Passage provided |
* * * * * * *

How To Help A Child Improve Motor Skills With A Shaving Cream Cake

The great thing about early intervention activities is that kids learn best through play and a lot of kids love sensory activities. This is a simple activity, but it can get messy. You’ve been warned.

You can adapt this activity to target specific developmental skills including receptive language, expressive language, pre-literacy skills, math skills, social skills, and motor skills. In this post I will focus primarily on motor skills, but if you’re interested in learning how to target the other skills, you can access the full tutorial in the store.

Fine motor skills are when we use our small muscles. Fine motor skills are important because they affect so many parts of our lives. Think about all the things that you do with the small muscles in your hands. 

  • Writing
  • Tying shoes
  • Opening packages
  • Zipping a jacket
  • Picking things up
  • Turning the page of a book
  • Opening a door
  • Braiding hair
  • Doing a puzzle

Simple Ways To Target Fine Motor Skills

Some kids need extra help strengthening those muscles and so we find ways to strengthen those fine motor skills. So, let’s look at some ways that we can do that with this activity.

  • Find small objects to use as decorations such as beads (obviously, be cautious of choking hazards). Just picking up the small pieces and decorating the cake will help work on your child’s pincer grasp as he uses the tips of his fingers.
  • Use tongs or tweezers to pick the items up with. This works on pincer grasp, hand strength, and eye-hand coordination. I put a link at the bottom of the page as an example of what I’m talking about. I use these all the time for different activities. If your child has a hard time picking up hard items like beads, try something soft like a pom pom.

* * * * * * *

Provided data |
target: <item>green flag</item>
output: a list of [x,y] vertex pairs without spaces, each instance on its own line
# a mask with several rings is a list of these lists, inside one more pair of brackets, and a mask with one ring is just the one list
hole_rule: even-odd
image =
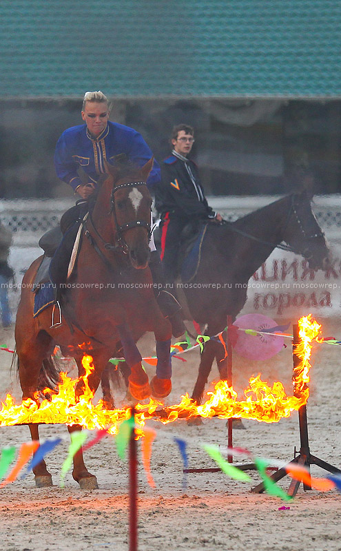
[[76,430],[70,433],[71,442],[69,446],[68,455],[61,467],[61,488],[64,488],[64,478],[72,464],[74,455],[78,452],[87,438],[87,433],[83,430]]
[[15,446],[11,446],[10,448],[3,448],[0,459],[0,480],[3,478],[8,470],[8,467],[15,457],[16,450]]
[[208,455],[214,459],[216,463],[218,464],[220,469],[225,475],[234,478],[235,480],[241,480],[243,482],[251,482],[251,478],[249,475],[240,470],[234,465],[228,463],[221,455],[218,446],[213,444],[204,444],[203,448],[208,453]]
[[273,482],[273,479],[267,475],[267,462],[265,459],[261,457],[255,457],[254,462],[259,474],[262,477],[264,487],[267,493],[270,495],[275,495],[276,497],[281,497],[285,501],[290,501],[292,499],[291,496],[288,495],[284,490]]
[[117,453],[123,461],[125,459],[125,450],[130,439],[132,430],[134,430],[134,426],[135,421],[134,415],[132,415],[129,419],[122,422],[118,427],[118,432],[115,436]]

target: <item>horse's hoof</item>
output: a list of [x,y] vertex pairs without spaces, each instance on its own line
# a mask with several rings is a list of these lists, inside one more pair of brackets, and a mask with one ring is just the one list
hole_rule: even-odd
[[139,385],[130,381],[128,388],[130,394],[136,400],[144,400],[149,398],[152,393],[149,383]]
[[232,417],[232,428],[237,430],[246,430],[246,426],[242,424],[240,417]]
[[137,403],[138,401],[132,395],[128,388],[127,388],[125,396],[122,400],[122,407],[131,408],[132,406],[136,406]]
[[199,425],[202,424],[203,419],[200,415],[195,417],[189,417],[189,419],[187,419],[187,425],[189,425],[189,426],[198,426]]
[[115,409],[115,404],[112,400],[103,400],[103,404],[105,411],[113,411]]
[[52,477],[51,475],[44,475],[42,476],[34,477],[37,488],[48,488],[53,486]]
[[98,490],[99,485],[96,477],[80,478],[78,481],[81,490]]
[[170,379],[159,379],[155,375],[150,382],[150,388],[154,398],[165,398],[172,391],[172,381]]

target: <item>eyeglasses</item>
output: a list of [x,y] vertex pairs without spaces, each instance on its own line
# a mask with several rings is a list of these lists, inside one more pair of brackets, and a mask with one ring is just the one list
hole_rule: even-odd
[[194,143],[194,138],[185,138],[185,136],[183,136],[182,138],[178,138],[178,141],[183,142],[184,143],[185,143],[185,142],[189,142],[189,143]]

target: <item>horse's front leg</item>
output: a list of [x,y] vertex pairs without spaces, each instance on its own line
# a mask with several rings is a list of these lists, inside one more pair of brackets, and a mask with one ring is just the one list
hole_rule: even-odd
[[[22,336],[18,334],[17,329],[16,331],[19,376],[23,391],[23,400],[30,398],[37,402],[39,405],[39,402],[35,393],[39,386],[39,372],[42,368],[43,361],[49,352],[49,340],[37,337],[30,340],[30,335],[27,331],[27,341],[25,341],[25,335]],[[34,353],[32,351],[34,351]],[[43,365],[43,371],[45,369],[45,365]],[[39,441],[39,425],[30,424],[28,428],[32,439]],[[33,468],[33,472],[37,488],[53,486],[52,477],[48,472],[43,459]]]
[[128,377],[129,391],[136,400],[148,398],[151,394],[148,375],[142,367],[142,356],[135,344],[132,333],[126,324],[118,326],[123,349],[123,355],[130,368]]
[[113,369],[112,364],[108,363],[103,369],[102,377],[101,379],[101,386],[103,395],[103,406],[106,410],[110,410],[115,408],[114,396],[110,388],[110,370]]
[[197,404],[201,404],[204,393],[205,385],[207,382],[208,376],[212,368],[213,361],[216,357],[216,343],[213,340],[205,342],[201,353],[198,378],[193,391],[192,397]]
[[156,374],[150,382],[152,394],[156,398],[164,398],[172,391],[172,358],[170,345],[172,326],[167,318],[161,316],[154,326],[156,342]]
[[[76,430],[81,430],[81,425],[72,425],[68,427],[70,434]],[[74,456],[74,469],[72,470],[72,477],[76,482],[78,482],[81,490],[97,490],[99,485],[97,479],[94,475],[89,472],[83,457],[83,451],[81,448]]]
[[[110,357],[110,354],[106,350],[100,352],[94,351],[92,352],[92,355],[93,357],[94,369],[91,372],[87,378],[87,384],[90,391],[94,394],[99,387],[103,371]],[[81,358],[76,358],[76,362],[78,366],[79,376],[83,377],[85,375],[85,369],[82,364]],[[84,383],[81,380],[76,386],[76,395],[81,395],[83,393],[83,390]],[[68,426],[68,430],[71,434],[76,430],[81,430],[82,427],[81,425],[72,425],[72,426]],[[89,472],[85,467],[81,448],[79,450],[74,456],[72,477],[74,479],[79,483],[82,490],[96,490],[99,487],[96,476]]]

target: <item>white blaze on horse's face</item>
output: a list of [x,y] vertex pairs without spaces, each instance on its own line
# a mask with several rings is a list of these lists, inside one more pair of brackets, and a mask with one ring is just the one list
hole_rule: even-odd
[[136,214],[137,214],[138,207],[143,197],[143,194],[136,187],[134,187],[129,194],[128,197],[132,201],[132,205],[134,207]]

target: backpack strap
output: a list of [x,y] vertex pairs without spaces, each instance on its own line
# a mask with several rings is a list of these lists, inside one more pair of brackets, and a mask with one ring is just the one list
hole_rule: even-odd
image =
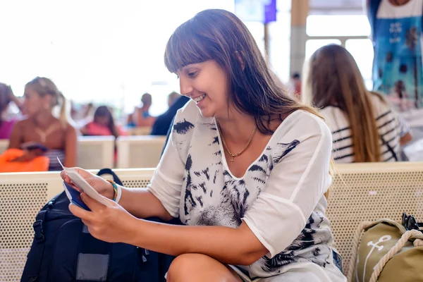
[[100,169],[100,171],[97,173],[97,176],[101,176],[103,174],[110,174],[111,176],[113,176],[113,180],[114,182],[116,182],[117,184],[123,186],[123,184],[122,183],[122,181],[119,179],[119,178],[118,177],[118,176],[116,175],[116,173],[114,173],[114,171],[113,171],[110,168],[102,168]]
[[34,259],[33,263],[31,264],[32,269],[30,271],[28,277],[28,281],[30,282],[35,282],[38,280],[46,241],[44,227],[47,213],[47,209],[40,211],[37,215],[35,222],[32,224],[34,241],[37,243],[37,244],[33,245],[35,247],[35,252],[34,252],[37,254],[38,257]]
[[386,145],[386,147],[388,147],[388,150],[389,152],[391,152],[391,154],[392,154],[392,157],[395,159],[395,161],[398,161],[398,157],[397,156],[397,154],[395,152],[395,151],[393,150],[393,149],[392,149],[392,147],[391,147],[389,143],[388,143],[386,141],[385,141],[385,139],[384,139],[384,137],[382,135],[379,135],[379,136],[381,137],[381,140],[382,140],[382,144],[384,144],[384,145]]

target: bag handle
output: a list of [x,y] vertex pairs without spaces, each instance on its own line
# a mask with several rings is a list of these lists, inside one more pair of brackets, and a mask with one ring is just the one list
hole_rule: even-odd
[[119,179],[119,178],[118,177],[118,176],[116,175],[116,173],[115,173],[114,171],[113,171],[111,169],[110,169],[110,168],[102,168],[97,173],[97,176],[102,176],[103,174],[110,174],[111,176],[113,176],[113,180],[114,182],[116,182],[116,184],[118,184],[121,186],[123,185],[123,183],[122,183],[122,181],[121,181],[121,180]]
[[372,221],[363,221],[358,226],[354,237],[352,238],[352,250],[351,251],[352,255],[350,259],[350,264],[348,271],[347,271],[347,281],[352,281],[352,276],[354,276],[354,271],[357,264],[357,256],[358,255],[358,243],[360,240],[361,234],[363,230],[367,229],[368,228],[374,225]]
[[[376,221],[363,221],[358,226],[358,228],[355,231],[355,233],[354,234],[354,237],[352,238],[352,250],[351,251],[352,256],[351,256],[351,259],[350,260],[348,270],[347,271],[347,281],[352,281],[352,276],[354,276],[355,267],[357,266],[356,264],[357,264],[357,256],[358,255],[358,245],[359,245],[359,243],[360,241],[361,234],[362,234],[362,231],[364,230],[367,230],[367,229],[369,228],[372,226],[374,226],[375,225],[377,225],[379,223],[381,223],[384,222],[395,225],[397,227],[400,226],[400,225],[398,224],[398,223],[396,223],[396,221],[391,221],[389,219],[379,219]],[[403,232],[403,231],[402,231],[402,232]],[[405,235],[405,234],[407,234],[407,233],[408,233],[408,235]],[[369,281],[369,282],[377,281],[377,278],[378,278],[379,276],[380,275],[382,269],[384,269],[384,266],[385,266],[385,264],[388,262],[388,261],[389,259],[391,259],[392,258],[392,257],[396,255],[399,252],[399,250],[401,250],[401,248],[403,247],[404,247],[404,245],[405,244],[405,243],[408,240],[410,240],[410,238],[411,238],[412,237],[416,238],[413,242],[415,247],[423,246],[423,235],[422,235],[422,233],[420,231],[417,231],[417,230],[411,230],[410,231],[405,232],[403,234],[403,235],[401,236],[401,238],[398,240],[398,242],[397,242],[397,243],[391,248],[391,250],[387,254],[386,254],[380,259],[380,261],[378,262],[378,264],[374,266],[375,270],[373,271],[373,274],[372,274],[371,278]],[[403,240],[403,241],[402,241],[402,240]],[[401,243],[400,242],[403,242],[403,243],[402,243],[402,245],[401,245]],[[398,249],[396,249],[396,247],[397,247]],[[394,249],[396,249],[396,250]],[[391,254],[391,257],[388,256],[389,254]],[[384,261],[384,259],[386,259],[386,261]],[[380,266],[379,266],[379,264],[380,264]],[[377,267],[379,267],[380,269],[379,270],[379,273],[375,274],[375,273],[376,273],[376,271],[378,269]],[[376,276],[376,278],[374,278],[374,280],[372,280],[372,278],[373,278],[374,276]]]
[[[376,282],[379,276],[380,275],[382,269],[384,269],[384,266],[385,264],[389,261],[389,259],[392,259],[392,257],[396,255],[400,250],[404,247],[405,243],[410,240],[411,237],[420,237],[422,235],[422,233],[415,229],[410,230],[409,231],[405,232],[401,236],[401,238],[398,240],[396,244],[379,261],[377,264],[374,266],[374,271],[372,274],[372,276],[370,276],[370,280],[369,282]],[[421,244],[421,239],[415,240],[413,244],[415,247],[417,247]]]

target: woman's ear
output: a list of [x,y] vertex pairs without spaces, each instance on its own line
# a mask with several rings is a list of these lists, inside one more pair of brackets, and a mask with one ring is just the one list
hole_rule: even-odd
[[241,53],[236,51],[235,52],[235,56],[236,56],[236,59],[238,60],[238,61],[241,64],[241,68],[243,68],[243,70],[244,70],[244,68],[245,68],[245,63],[244,63],[244,59],[241,56]]

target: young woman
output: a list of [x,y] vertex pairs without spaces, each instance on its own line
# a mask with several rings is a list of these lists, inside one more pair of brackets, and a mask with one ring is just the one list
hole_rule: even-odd
[[[192,101],[151,185],[115,195],[80,169],[116,202],[106,207],[82,194],[92,212],[71,212],[101,240],[176,256],[169,281],[346,281],[325,216],[331,132],[276,85],[241,20],[199,13],[171,37],[165,63]],[[139,219],[149,216],[186,226]]]
[[125,132],[115,125],[111,112],[106,106],[99,106],[94,113],[94,120],[81,128],[84,135],[114,136],[125,135]]
[[380,94],[366,90],[354,58],[345,48],[336,44],[320,48],[304,72],[302,97],[321,109],[333,134],[335,161],[398,159],[400,128],[396,114]]
[[21,103],[13,94],[9,85],[0,83],[0,139],[8,139],[18,118],[7,117],[7,110],[11,102],[21,109]]
[[[26,84],[23,109],[27,118],[16,123],[12,131],[9,149],[19,148],[27,142],[39,143],[47,147],[45,155],[50,162],[49,171],[60,171],[57,161],[68,167],[76,165],[77,136],[69,124],[66,114],[66,102],[51,80],[37,77]],[[54,108],[61,106],[60,117],[53,114]],[[23,160],[27,160],[23,156]]]

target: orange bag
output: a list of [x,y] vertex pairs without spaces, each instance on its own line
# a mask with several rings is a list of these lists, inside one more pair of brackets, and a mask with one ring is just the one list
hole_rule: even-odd
[[8,149],[0,155],[0,173],[2,172],[27,172],[47,171],[50,160],[48,157],[37,157],[28,161],[11,161],[23,156],[23,150],[20,149]]

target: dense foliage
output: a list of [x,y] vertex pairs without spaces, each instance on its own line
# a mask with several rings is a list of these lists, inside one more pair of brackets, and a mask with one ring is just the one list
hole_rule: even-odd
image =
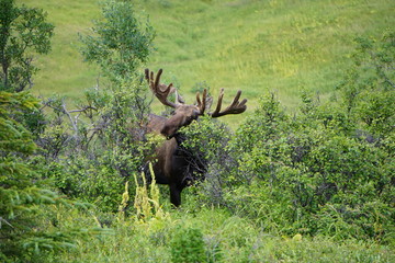
[[32,88],[37,71],[34,55],[50,50],[53,31],[43,10],[15,7],[14,0],[0,1],[0,90]]
[[393,32],[357,39],[330,100],[305,91],[291,114],[269,93],[235,132],[210,116],[182,128],[182,149],[206,171],[173,209],[167,187],[140,176],[163,138],[145,130],[150,101],[136,72],[154,34],[133,11],[105,1],[82,37],[106,78],[76,110],[0,92],[2,261],[395,259]]

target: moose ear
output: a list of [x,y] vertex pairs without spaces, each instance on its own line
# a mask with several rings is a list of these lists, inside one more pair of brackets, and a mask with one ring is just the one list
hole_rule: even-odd
[[170,122],[168,119],[168,121],[166,121],[162,129],[160,130],[160,134],[163,135],[167,139],[171,139],[174,136],[174,134],[177,133],[177,130],[178,130],[178,126],[176,124],[173,124],[173,122],[171,122],[171,119],[170,119]]

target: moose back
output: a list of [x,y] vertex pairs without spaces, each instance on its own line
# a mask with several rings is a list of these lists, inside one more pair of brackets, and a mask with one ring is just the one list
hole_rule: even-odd
[[[156,77],[153,71],[148,69],[145,70],[146,80],[155,96],[163,105],[173,108],[173,114],[169,118],[154,114],[149,116],[148,132],[161,134],[166,137],[166,141],[155,151],[155,157],[151,160],[153,170],[157,183],[169,185],[170,202],[174,206],[179,206],[181,204],[182,190],[193,184],[196,173],[204,173],[205,170],[205,163],[193,160],[193,156],[195,155],[182,147],[184,138],[183,135],[179,133],[179,129],[188,126],[204,114],[211,117],[221,117],[228,114],[244,113],[247,108],[247,100],[244,99],[239,102],[241,91],[238,91],[230,105],[224,111],[221,111],[224,96],[224,89],[222,89],[215,111],[213,113],[205,113],[213,101],[212,98],[207,95],[206,89],[203,91],[202,99],[198,92],[196,104],[185,104],[177,93],[172,83],[168,85],[160,83],[161,73],[162,69],[159,69]],[[172,93],[176,94],[176,102],[168,100]],[[149,169],[147,168],[146,165],[145,174],[147,178],[150,178]]]

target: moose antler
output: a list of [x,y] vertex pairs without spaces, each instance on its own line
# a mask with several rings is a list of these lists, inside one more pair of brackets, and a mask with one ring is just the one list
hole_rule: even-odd
[[221,112],[221,107],[222,107],[222,101],[224,98],[224,89],[221,89],[219,92],[219,96],[218,96],[218,103],[217,106],[215,108],[215,111],[213,113],[211,113],[210,115],[212,117],[221,117],[227,114],[239,114],[239,113],[244,113],[247,110],[247,99],[244,99],[241,102],[239,102],[241,95],[241,91],[237,91],[237,94],[235,96],[235,99],[233,100],[232,104],[229,106],[227,106],[223,112]]
[[[207,89],[204,89],[203,90],[203,96],[202,96],[202,100],[200,99],[200,93],[198,92],[196,93],[196,103],[198,103],[198,107],[199,107],[199,112],[200,112],[200,115],[203,115],[204,114],[204,111],[206,110],[206,104],[211,103],[212,102],[212,98],[208,96],[207,98]],[[210,107],[210,105],[208,105]]]
[[[146,80],[148,81],[149,88],[153,91],[153,93],[155,94],[156,98],[158,98],[158,100],[166,106],[170,106],[170,107],[177,107],[179,104],[183,103],[182,99],[178,95],[176,88],[173,87],[172,83],[170,83],[169,85],[166,84],[161,84],[159,83],[160,80],[160,76],[162,73],[162,69],[159,69],[155,81],[154,81],[154,72],[149,71],[149,69],[145,70],[145,77]],[[177,103],[170,102],[168,100],[168,96],[171,93],[176,92],[176,100]]]

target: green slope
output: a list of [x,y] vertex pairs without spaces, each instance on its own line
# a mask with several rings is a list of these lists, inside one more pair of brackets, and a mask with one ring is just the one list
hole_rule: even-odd
[[[78,33],[100,15],[95,0],[25,0],[48,12],[56,26],[50,55],[38,58],[36,93],[78,96],[98,72],[78,54]],[[163,68],[192,102],[193,87],[205,81],[214,94],[237,89],[255,105],[274,91],[290,107],[301,89],[325,96],[349,66],[360,35],[380,37],[395,25],[393,0],[145,0],[136,10],[157,32],[147,67]]]

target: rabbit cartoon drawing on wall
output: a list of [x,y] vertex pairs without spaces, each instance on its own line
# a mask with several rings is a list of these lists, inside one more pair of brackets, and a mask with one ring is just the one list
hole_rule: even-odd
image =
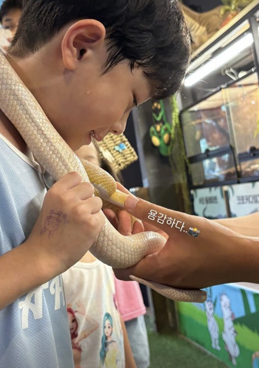
[[240,352],[239,347],[236,341],[237,332],[233,323],[234,315],[231,306],[231,300],[226,294],[220,296],[220,308],[223,314],[224,330],[222,332],[222,339],[225,343],[226,350],[229,355],[229,358],[234,365],[237,365],[236,358],[239,356]]
[[211,299],[208,298],[205,303],[208,329],[211,335],[212,346],[216,350],[221,350],[218,344],[219,331],[218,323],[213,315],[214,306]]

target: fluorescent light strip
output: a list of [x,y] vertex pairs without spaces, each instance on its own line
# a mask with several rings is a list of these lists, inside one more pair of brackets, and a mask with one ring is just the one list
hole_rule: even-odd
[[213,70],[219,69],[253,43],[253,36],[251,33],[248,33],[199,69],[187,76],[184,81],[184,85],[186,87],[193,86]]

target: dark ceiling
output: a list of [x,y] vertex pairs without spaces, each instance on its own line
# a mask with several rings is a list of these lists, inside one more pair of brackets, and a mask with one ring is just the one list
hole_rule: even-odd
[[220,0],[183,0],[183,3],[199,12],[205,12],[222,5]]

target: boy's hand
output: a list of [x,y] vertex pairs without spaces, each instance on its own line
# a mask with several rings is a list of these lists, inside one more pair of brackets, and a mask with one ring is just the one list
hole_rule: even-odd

* * * * * * *

Exercise instructions |
a) Quote the shaving cream cake text exactly, starting at "You can adapt" and ending at "in the store.".
b) Extend the text on the shaving cream cake activity, picking up right after its final sentence.
The records play no part in the work that comes next.

Answer list |
a)
You can adapt this activity to target specific developmental skills including receptive language, expressive language, pre-literacy skills, math skills, social skills, and motor skills. In this post I will focus primarily on motor skills, but if you’re interested in learning how to target the other skills, you can access the full tutorial in the store.

b)
  • Use a spatula to spread the cream out. Using novel items is fun for kids, especially if it’s something they’ve seen you do.
  • Have your child hold multiple pieces in one hand and drop them one at time onto the shaving cream cake. This can help with your child’s dexterity.
  • Use a candle to draw shapes in the shaving cream.
  • Make holds in the shaving cream and have your child drop beads or put candles in them.
  • Use piping bags filled with shaving cream. Squeezing the bag will help with hand strength and coordination. If it’s big enough that the child has to use two hands, this will work on bilateral coordination.

Adapting To Your Child's Developmental Level

It’s important to take into account where your child is at developmentally when planning an activity. If your child is not yet following directions or imitating, then you’ll have different goals. You’ll want to work more on attention and engagement, so free play and exploration is going to be more important. 

If you have a child that is able to participate in pretend play, you may want to provide an environment for your child to explore in that way. Understanding your child’s development can help you play at the right level. Playing too high or too low is not beneficial and you’ll see less growth. Playing at the right level will help your child progress more.

If you’re interested in learning more about adapting this activity to different stages of play, purchase the full tutorial where I will give you more examples of how to target specific skills for your child.

This activity is great for kids at an FDL of: 1-6

The Functional Developmental Levels (FDL) are based on The PLAY Project. If you would like to learn more about The PLAY Project, please visit

  • FDL 1: Self Regulation & Shared Attention
  • FDL 2: Engagement & Relating
  • FDL 3: Intentionality & Two-Way Communication
  • FDL 4: Social Problem-Solving & Mood Regulation
  • FDL 5: Creating Symbols & Using Words & Ideas
  • FDL 6: Emotional Thinking, Logic & Sense of Reality

This activity is great for kids primarily participating in stages: 1-6

The Stages of Play come from Parten’s Stages of Social Play.

  • Stage 1: Unoccupied Play
  • Stage 2: Solitary Play
  • Stage 3: Onlooker Play
  • Stage 4: Parallel Play
  • Stage 5: Associative Play
  • Stage 6: Cooperative Play

This activity includes: tactile

Our senses include more than the usual 5 senses. Some kids may seek certain types of sensory input and/or avoid other types.

  • Visual: Sight
  • Auditory: Sound
  • Olfactory: Smell
  • Oral: Taste (Gustatory) and using the mouth to speak, make sounds, eat, chew, drink, etc.
  • Tactile: Touch
  • Vestibular: How we process information about movement, gravity, and balance. We receive this information through the inner ear.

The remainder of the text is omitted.